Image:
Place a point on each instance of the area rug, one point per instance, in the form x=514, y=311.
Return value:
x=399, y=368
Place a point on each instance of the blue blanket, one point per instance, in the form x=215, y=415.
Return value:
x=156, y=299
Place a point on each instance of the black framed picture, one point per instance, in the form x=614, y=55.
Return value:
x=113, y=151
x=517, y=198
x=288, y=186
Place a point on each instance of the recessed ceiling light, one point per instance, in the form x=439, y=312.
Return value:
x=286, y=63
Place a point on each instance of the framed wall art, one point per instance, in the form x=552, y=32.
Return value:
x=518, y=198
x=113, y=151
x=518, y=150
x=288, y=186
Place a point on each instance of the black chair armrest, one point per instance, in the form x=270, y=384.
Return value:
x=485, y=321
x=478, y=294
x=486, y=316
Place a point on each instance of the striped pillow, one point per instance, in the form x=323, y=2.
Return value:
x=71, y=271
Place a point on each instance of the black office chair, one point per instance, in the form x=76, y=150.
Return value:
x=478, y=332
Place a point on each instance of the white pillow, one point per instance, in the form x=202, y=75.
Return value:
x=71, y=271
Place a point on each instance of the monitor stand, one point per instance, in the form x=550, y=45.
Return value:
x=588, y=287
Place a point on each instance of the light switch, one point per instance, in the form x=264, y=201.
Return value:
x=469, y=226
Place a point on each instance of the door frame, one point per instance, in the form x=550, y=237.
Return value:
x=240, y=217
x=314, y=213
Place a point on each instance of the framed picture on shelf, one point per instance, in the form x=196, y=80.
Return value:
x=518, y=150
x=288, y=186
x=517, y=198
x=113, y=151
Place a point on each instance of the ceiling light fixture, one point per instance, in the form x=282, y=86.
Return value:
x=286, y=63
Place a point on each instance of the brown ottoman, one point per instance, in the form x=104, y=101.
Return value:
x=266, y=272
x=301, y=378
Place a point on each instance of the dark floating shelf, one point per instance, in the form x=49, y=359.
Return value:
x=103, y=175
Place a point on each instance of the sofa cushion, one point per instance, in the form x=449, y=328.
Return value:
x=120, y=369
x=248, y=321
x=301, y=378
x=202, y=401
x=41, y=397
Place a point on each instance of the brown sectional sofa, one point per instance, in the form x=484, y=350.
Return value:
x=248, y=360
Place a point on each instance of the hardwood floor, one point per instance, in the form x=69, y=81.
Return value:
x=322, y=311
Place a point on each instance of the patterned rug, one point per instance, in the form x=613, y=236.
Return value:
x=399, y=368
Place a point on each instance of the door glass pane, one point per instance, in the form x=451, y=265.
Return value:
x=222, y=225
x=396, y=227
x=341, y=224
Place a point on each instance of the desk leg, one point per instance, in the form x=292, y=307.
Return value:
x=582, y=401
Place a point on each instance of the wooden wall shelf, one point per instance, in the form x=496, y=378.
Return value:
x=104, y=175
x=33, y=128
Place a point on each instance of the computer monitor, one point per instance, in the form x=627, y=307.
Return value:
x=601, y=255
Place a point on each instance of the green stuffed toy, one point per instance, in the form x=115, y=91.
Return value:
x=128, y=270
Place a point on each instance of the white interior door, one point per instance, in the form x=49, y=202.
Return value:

■ WORK REQUIRED
Copy every record exactly as presented.

■ CORRECT RESPONSE
Image:
Place a point on each instance of the area rug, one point per instance, in the form x=514, y=311.
Return value:
x=399, y=368
Place a point on each instance of the blue blanket, one point per instance, in the form x=215, y=415.
Return value:
x=156, y=299
Place a point on each instance of the black framed picture, one point per instance, in the form x=614, y=55.
Return value:
x=113, y=151
x=517, y=198
x=288, y=186
Place a point on each instance of the recessed ceiling light, one point per instance, in the form x=439, y=312.
Return value:
x=286, y=63
Place a point on each instance of the framed wall art, one point per instance, in the form x=552, y=32.
Return value:
x=518, y=198
x=113, y=151
x=518, y=150
x=288, y=186
Place a point on each instance of the black chair armrest, one point per instance, in the form x=270, y=384.
Return value:
x=485, y=321
x=478, y=294
x=486, y=316
Place a point on each instance of the striped pillow, one point per instance, in the form x=323, y=2.
Return value:
x=71, y=271
Place a point on each instance of the black office chair, one point per instance, in the form x=76, y=150.
Return value:
x=478, y=332
Place a point on each instance of the white pillow, one point per instance, in the form x=202, y=75.
Return value:
x=71, y=271
Place a point on each instance of the monitor stand, one point per instance, in the form x=550, y=45.
Return value:
x=588, y=287
Place a point on each instance of the light switch, one point per instance, in the form x=264, y=201.
Return value:
x=469, y=226
Place a point on each instance of the door frame, one point per instance, in the form x=550, y=237.
Return value:
x=240, y=217
x=314, y=213
Place a point on each instance of the framed picture on shelf, one point per instance, in the form x=196, y=80.
Return value:
x=518, y=150
x=288, y=186
x=517, y=198
x=113, y=151
Place a point on each instance of the ceiling light fixture, one point per instance, in the form x=282, y=86.
Return value:
x=286, y=63
Place a point on each instance of the brown ottoman, one point per instance, in the form x=104, y=101.
Return value:
x=266, y=272
x=301, y=378
Place a point on each instance of the dark floating shelf, one point per instance, in the form x=49, y=359.
Return value:
x=103, y=175
Place a point on each instance of the sofa cushion, one point per instance, in the form x=449, y=328.
Return value:
x=120, y=369
x=248, y=321
x=301, y=378
x=202, y=401
x=41, y=397
Place a point on each instance of the brown sectional sofa, one point per instance, in the form x=484, y=350.
Return value:
x=248, y=360
Place a point on each instance of the hardwood floor, one point per instance, in the form x=69, y=81.
Return value:
x=322, y=311
Place a point on each instance of the patterned rug, one point per instance, in the form x=613, y=236.
Return value:
x=399, y=368
Place a point on each instance of the door glass pane, one point per instance, in the form x=451, y=265.
Return value:
x=222, y=225
x=396, y=227
x=341, y=224
Place a point on each instance of the desk leg, one point per instance, in the form x=292, y=307.
Return value:
x=582, y=401
Place a point on each instance of the wooden wall shelf, one point per instance, in the form x=496, y=378.
Return value:
x=104, y=175
x=33, y=128
Place a point on each instance of the computer monitor, one point per instance, in the form x=627, y=307.
Return value:
x=601, y=255
Place a point on each instance of the green stuffed toy, one point per instance, in the form x=115, y=91.
Return value:
x=128, y=270
Place a point on each instance of the white interior door, one point per instance, in the form x=49, y=202.
Return value:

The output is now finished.